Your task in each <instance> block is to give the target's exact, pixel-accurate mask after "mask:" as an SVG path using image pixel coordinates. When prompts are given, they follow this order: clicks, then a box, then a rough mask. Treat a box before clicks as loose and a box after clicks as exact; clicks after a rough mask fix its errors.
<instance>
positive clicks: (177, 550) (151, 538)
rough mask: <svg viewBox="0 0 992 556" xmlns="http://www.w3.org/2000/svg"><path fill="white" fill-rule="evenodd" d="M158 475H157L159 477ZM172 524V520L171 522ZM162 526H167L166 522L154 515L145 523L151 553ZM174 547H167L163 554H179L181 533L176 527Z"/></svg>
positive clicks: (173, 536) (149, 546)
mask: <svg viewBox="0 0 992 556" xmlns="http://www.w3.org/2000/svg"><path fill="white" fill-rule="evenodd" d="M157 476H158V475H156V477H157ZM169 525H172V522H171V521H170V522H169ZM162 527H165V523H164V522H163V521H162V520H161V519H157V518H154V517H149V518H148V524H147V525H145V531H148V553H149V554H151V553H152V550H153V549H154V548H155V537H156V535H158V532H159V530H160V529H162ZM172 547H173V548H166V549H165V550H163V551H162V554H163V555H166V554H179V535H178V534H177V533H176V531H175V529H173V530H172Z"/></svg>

——

◆ **PROBLEM DETAILS**
Can you put every line from the first one through the line containing "positive clicks: (177, 550) (151, 538)", inclusive, into a Markdown table with the columns Row and Line, numbering each row and leaving out blank lines?

◆ **RESPONSE AREA**
| Row | Line |
|---|---|
| 1 | Your task in each <instance> block is to give the target's exact, pixel-accurate mask after "mask:" as an SVG path using image pixel coordinates. When prompts are given, they follow this order: clicks, then a box, then a rough mask. Treat a box before clicks as loose and a box after clicks as exact; clicks after a rough mask fix its errors. |
| 2 | <instance> |
| 3 | positive clicks: (177, 550) (151, 538) |